__DIRECTIVE 1__
Answer these about the heat-press forum thread:
(a) For roughly how long does Girlzndollz pre-press the shirt?
(b) What material does Girlzndollz plan to experiment with to see if the finish is smoother?
(c) What two effects of re-pressing does Girlzndollz give?
__DIRECTIVE 2__
Edit a passage of the heat-press forum thread, replacing "parchment" with "baking paper". Begin at the words "## Girlzndollz (Oct" and stop after "finish is smoother.".

__EXTRACTED TEXT__
How long do you normally repress with teflon sheet after you peel? Does it help give it a softer hand? I have not done that in the past, but if it provides a better product then I would certainly like to try it.

Also, when y'all press the shirts initially, do you stretch the shirt slightly or do you normally just lay it flat with no stretching?


----------



## Girlzndollz (Oct 3, 2007)

I do stretch the shirt, pre-press for 8 seconds or so, press the transfer using teflon on top, peel, re-stretch and re-press with teflon for about 5-7 seconds. I am going to experiment with parchment to see if the finish is smoother.

I repress b/c it seems to set the ink in a bit better, and it creates a nice finish to the image. Try it, see if you can see something to do, most can, but can't say exactly what we like better, besides the finish and feeling of it being in there better. Good luck.


----------



## Leatherneck (Jan 18, 2008)

__ENTRIES SHOWN__
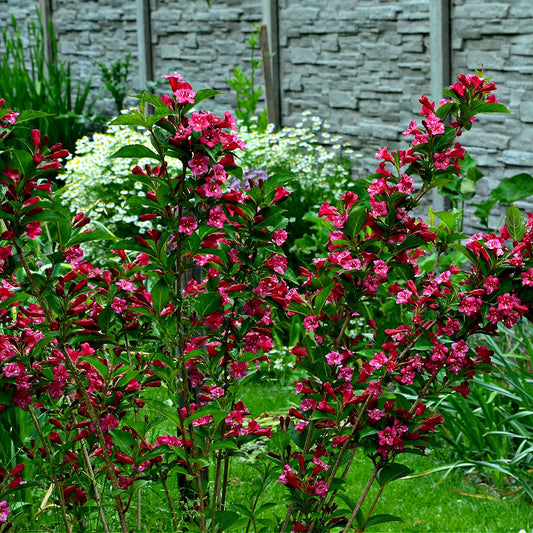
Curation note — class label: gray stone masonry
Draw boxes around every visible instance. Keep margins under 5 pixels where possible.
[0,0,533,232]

---

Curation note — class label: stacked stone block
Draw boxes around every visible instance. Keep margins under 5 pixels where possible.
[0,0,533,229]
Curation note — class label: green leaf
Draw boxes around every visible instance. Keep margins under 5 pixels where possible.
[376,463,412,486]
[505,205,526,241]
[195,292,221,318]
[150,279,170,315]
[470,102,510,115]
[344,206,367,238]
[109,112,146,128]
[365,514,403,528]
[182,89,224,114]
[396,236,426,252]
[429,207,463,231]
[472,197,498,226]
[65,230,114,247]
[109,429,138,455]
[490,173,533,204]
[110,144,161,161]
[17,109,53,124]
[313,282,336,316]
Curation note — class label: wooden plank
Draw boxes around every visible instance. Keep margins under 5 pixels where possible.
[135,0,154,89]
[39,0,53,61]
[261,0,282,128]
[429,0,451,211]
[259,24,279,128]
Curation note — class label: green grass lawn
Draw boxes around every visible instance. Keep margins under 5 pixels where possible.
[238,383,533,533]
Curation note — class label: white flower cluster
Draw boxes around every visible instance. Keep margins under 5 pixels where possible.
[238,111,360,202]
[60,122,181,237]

__WRITTEN SOLUTION 1__
(a) For 8 seconds or so.
(b) Parchment.
(c) It seems to set the ink in a bit better, and it creates a nice finish to the image.

__WRITTEN SOLUTION 2__
## Girlzndollz (Oct 3, 2007)

I do stretch the shirt, pre-press for 8 seconds or so, press the transfer using teflon on top, peel, re-stretch and re-press with teflon for about 5-7 seconds. I am going to experiment with baking paper to see if the finish is smoother.